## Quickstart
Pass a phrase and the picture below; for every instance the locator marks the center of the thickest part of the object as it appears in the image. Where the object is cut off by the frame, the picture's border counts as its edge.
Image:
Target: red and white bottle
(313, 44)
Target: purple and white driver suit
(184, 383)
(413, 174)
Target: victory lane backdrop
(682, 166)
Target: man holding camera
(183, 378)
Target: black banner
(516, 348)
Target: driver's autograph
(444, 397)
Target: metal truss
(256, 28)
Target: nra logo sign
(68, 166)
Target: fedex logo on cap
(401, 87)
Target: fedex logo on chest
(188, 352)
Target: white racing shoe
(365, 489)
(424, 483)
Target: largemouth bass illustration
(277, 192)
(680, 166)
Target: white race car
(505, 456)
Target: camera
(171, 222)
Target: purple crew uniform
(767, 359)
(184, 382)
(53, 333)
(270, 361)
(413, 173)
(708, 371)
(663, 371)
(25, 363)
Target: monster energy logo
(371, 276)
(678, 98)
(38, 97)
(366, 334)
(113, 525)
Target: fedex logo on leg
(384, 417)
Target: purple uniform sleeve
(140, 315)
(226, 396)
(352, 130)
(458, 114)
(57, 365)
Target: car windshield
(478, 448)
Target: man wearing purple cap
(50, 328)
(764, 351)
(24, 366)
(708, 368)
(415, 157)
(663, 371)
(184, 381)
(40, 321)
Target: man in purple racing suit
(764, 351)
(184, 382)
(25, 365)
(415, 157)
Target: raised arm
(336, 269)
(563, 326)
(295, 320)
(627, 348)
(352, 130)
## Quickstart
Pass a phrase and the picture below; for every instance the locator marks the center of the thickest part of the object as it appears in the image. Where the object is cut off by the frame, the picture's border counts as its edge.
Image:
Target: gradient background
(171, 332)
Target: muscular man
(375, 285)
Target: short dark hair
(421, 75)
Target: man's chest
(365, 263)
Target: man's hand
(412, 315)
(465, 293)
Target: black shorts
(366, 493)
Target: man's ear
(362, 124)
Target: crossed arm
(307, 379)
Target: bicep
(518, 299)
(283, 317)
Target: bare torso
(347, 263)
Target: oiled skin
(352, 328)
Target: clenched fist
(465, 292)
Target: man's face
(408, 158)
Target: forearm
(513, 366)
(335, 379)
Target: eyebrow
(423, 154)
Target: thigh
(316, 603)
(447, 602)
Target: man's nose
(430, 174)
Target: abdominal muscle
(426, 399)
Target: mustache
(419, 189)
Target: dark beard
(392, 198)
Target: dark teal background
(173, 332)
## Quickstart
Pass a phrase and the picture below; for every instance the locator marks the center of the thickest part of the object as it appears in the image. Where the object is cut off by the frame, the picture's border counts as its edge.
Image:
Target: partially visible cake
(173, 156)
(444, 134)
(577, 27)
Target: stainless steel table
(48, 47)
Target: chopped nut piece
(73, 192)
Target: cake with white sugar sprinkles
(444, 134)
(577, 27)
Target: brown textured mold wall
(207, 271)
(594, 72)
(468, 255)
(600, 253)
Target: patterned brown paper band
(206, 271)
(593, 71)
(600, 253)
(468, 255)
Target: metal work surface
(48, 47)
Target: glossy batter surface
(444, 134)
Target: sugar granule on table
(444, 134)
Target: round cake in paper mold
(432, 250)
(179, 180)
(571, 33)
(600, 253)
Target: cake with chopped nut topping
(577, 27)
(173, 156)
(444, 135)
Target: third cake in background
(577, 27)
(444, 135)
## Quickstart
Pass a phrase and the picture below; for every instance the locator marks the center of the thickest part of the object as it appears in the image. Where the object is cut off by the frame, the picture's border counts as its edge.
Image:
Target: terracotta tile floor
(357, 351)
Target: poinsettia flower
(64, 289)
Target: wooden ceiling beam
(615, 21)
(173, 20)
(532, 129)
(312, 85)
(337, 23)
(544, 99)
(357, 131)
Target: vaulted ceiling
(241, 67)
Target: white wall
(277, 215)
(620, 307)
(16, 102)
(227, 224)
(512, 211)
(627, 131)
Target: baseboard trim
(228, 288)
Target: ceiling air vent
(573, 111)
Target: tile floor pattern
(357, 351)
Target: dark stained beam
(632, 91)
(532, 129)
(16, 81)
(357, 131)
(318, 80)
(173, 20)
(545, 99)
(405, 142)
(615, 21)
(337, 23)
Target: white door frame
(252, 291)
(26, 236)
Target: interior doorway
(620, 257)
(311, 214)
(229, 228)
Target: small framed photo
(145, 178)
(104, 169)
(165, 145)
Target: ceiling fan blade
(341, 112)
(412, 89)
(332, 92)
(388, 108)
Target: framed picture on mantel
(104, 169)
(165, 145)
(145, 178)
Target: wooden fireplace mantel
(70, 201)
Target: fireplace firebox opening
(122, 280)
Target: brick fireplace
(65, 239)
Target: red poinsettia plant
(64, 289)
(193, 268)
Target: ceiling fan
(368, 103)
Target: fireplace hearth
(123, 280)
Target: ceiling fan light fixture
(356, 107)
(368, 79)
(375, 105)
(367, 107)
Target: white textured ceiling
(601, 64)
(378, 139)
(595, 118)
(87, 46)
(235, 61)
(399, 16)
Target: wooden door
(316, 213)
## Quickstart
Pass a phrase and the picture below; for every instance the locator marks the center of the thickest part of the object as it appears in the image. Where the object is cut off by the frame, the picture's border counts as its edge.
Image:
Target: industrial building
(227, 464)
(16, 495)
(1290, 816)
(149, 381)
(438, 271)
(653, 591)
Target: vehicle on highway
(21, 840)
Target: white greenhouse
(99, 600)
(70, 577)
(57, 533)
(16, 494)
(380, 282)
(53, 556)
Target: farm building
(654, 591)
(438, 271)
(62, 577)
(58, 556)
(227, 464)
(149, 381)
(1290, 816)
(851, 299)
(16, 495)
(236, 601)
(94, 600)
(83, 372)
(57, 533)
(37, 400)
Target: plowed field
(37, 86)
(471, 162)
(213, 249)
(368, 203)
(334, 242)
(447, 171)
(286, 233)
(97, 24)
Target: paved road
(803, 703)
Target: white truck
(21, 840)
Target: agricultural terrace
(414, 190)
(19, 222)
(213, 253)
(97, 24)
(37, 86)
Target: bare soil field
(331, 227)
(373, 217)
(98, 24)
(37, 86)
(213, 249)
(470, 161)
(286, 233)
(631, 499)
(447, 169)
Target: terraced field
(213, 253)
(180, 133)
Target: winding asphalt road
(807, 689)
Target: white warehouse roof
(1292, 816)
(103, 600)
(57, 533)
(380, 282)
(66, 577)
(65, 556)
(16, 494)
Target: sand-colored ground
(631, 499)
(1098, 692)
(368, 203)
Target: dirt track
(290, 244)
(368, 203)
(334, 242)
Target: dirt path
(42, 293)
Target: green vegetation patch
◆ ◆ ◆ ◆ ◆
→ **ACTIVITY**: Keeping each word as given, write out the material above.

→ **TASK ANSWER**:
## Quickstart
Pass a phrase and the picture below; for every instance the locator marks the center of the thickest part of the object as it appears in the image. Where the object is cut off by the frame, the picture's border counts as its edge.
Image:
Target: red and white bottle
(313, 44)
Target: purple and white driver suit
(184, 383)
(413, 174)
Target: victory lane backdrop
(682, 166)
Target: man holding camera
(183, 378)
Target: black banner
(516, 348)
Target: driver's autograph
(444, 397)
Target: metal truss
(256, 28)
Target: nra logo sign
(68, 166)
Target: fedex logo on cap
(401, 87)
Target: fedex logo on chest
(188, 352)
Target: white racing shoe
(365, 489)
(424, 483)
Target: largemouth bass illustration
(277, 192)
(680, 166)
Target: white race car
(505, 456)
Target: camera
(171, 222)
Target: purple crew uniform
(767, 359)
(184, 382)
(53, 333)
(270, 361)
(413, 173)
(708, 371)
(663, 371)
(25, 363)
Target: monster energy logo
(371, 276)
(678, 98)
(38, 97)
(366, 334)
(113, 525)
Target: fedex logo on leg
(384, 417)
Target: purple uniform sleeve
(140, 315)
(226, 396)
(352, 130)
(458, 114)
(57, 365)
Target: car windshield
(478, 448)
Target: man wearing purple cap
(50, 328)
(764, 351)
(24, 366)
(708, 368)
(415, 157)
(663, 371)
(184, 381)
(40, 321)
Target: man in purple racing suit
(764, 351)
(184, 382)
(25, 365)
(415, 157)
Target: raised arm
(336, 269)
(563, 326)
(295, 320)
(627, 348)
(352, 130)
## Quickstart
Pass a phrase and the picture below; for every instance the locator marks the center of the thickest part of the object as it appears in the image. Where the object is cut off by the frame, the picture's border counts as its edge.
Image:
Target: gradient background
(171, 332)
Target: muscular man
(375, 285)
Target: short dark hair
(421, 75)
Target: man's chest
(365, 263)
Target: man's hand
(412, 315)
(465, 293)
Target: black shorts
(366, 493)
Target: man's ear
(362, 124)
Target: crossed arm
(307, 379)
Target: bicep
(518, 299)
(283, 317)
Target: bare torso
(347, 263)
Target: oiled skin
(352, 328)
Target: clenched fist
(465, 292)
Target: man's face
(408, 158)
Target: forearm
(513, 366)
(335, 379)
Target: eyebrow
(423, 154)
Target: thigh
(316, 603)
(447, 602)
Target: man's nose
(430, 174)
Target: abdominal muscle
(426, 399)
Target: mustache
(419, 189)
Target: dark beard
(392, 198)
Target: dark teal background
(173, 332)
## Quickstart
Pass a phrase and the picture below; for every instance the locator marks the center of the thickest part of the object as it appears in the image. Where the object is cut off by the frame, the picture's border counts as its edge.
Image:
Target: partially visible cake
(173, 156)
(444, 134)
(577, 27)
Target: stainless steel table
(48, 47)
Target: chopped nut piece
(73, 192)
Target: cake with white sugar sprinkles
(444, 134)
(577, 27)
Target: brown textured mold wall
(207, 271)
(594, 72)
(468, 255)
(600, 253)
Target: patterned brown paper band
(206, 271)
(593, 71)
(600, 253)
(468, 255)
Target: metal work surface
(48, 47)
Target: glossy batter surface
(444, 134)
Target: sugar granule on table
(444, 134)
Target: round cake in paper mold
(432, 250)
(179, 180)
(571, 33)
(600, 253)
Target: cake with chopped nut topping
(577, 27)
(173, 156)
(444, 135)
Target: third cake in background
(577, 27)
(444, 135)
## Quickstart
Pass a phrase and the picture below; for every instance the locator marks the center of the thickest part of the object as it appears in the image. Where the object is cut off by the frame, the picture's border counts as its edge.
Image:
Target: terracotta tile floor
(357, 351)
Target: poinsettia flower
(64, 289)
Target: wooden ceiling beam
(615, 21)
(173, 20)
(532, 129)
(312, 85)
(337, 23)
(544, 99)
(357, 131)
Target: vaulted ceiling
(241, 67)
Target: white wall
(277, 215)
(620, 307)
(16, 102)
(227, 224)
(512, 211)
(627, 131)
Target: baseboard trim
(228, 288)
Target: ceiling air vent
(573, 111)
Target: tile floor pattern
(357, 351)
Target: dark stained beam
(632, 91)
(532, 129)
(16, 81)
(357, 131)
(318, 80)
(173, 20)
(545, 99)
(405, 142)
(615, 21)
(337, 23)
Target: white door frame
(252, 291)
(26, 236)
Target: interior doorway
(620, 257)
(311, 214)
(229, 228)
Target: small framed photo
(145, 178)
(104, 169)
(165, 145)
Target: ceiling fan blade
(341, 112)
(412, 89)
(332, 92)
(388, 108)
Target: framed picture on mantel
(104, 169)
(165, 145)
(145, 178)
Target: wooden fireplace mantel
(70, 201)
Target: fireplace firebox opening
(122, 280)
Target: brick fireplace
(65, 239)
Target: red poinsettia plant
(64, 289)
(193, 268)
Target: ceiling fan
(368, 103)
Target: fireplace hearth
(123, 280)
Target: ceiling fan light fixture
(356, 107)
(368, 79)
(375, 105)
(367, 107)
Target: white textured ceiling
(601, 64)
(378, 139)
(595, 118)
(87, 46)
(235, 61)
(399, 16)
Target: wooden door
(316, 213)
## Quickstart
Pass a phrase and the picture below; for every instance the locator marks the center of the thickest part of the object as it appears in the image. Where the object is cut off by the frame, the picture's border counts as its edge.
Image:
Target: industrial building
(227, 464)
(16, 495)
(1290, 816)
(149, 381)
(438, 271)
(653, 591)
Target: vehicle on highway
(21, 840)
Target: white greenhouse
(99, 600)
(70, 577)
(57, 533)
(16, 494)
(380, 282)
(53, 556)
Target: farm building
(654, 591)
(438, 271)
(62, 577)
(58, 556)
(227, 464)
(149, 381)
(1290, 816)
(851, 299)
(16, 495)
(236, 601)
(94, 600)
(83, 372)
(57, 533)
(37, 400)
Target: plowed field
(37, 86)
(471, 162)
(213, 249)
(368, 203)
(334, 242)
(447, 171)
(286, 233)
(97, 24)
Target: paved road
(803, 703)
Target: white truck
(21, 840)
Target: agricultural terrace
(414, 190)
(19, 222)
(213, 253)
(97, 24)
(37, 86)
Target: bare soil field
(331, 227)
(373, 217)
(98, 24)
(37, 86)
(213, 249)
(470, 161)
(286, 233)
(631, 499)
(447, 169)
Target: terraced field
(213, 253)
(180, 133)
Target: winding asphalt road
(807, 689)
Target: white warehouse roof
(1292, 816)
(103, 600)
(57, 533)
(380, 282)
(66, 577)
(65, 556)
(16, 494)
Target: sand-colored ground
(631, 499)
(1098, 692)
(368, 203)
Target: dirt track
(290, 244)
(368, 203)
(334, 242)
Target: dirt path
(42, 293)
Target: green vegetation patch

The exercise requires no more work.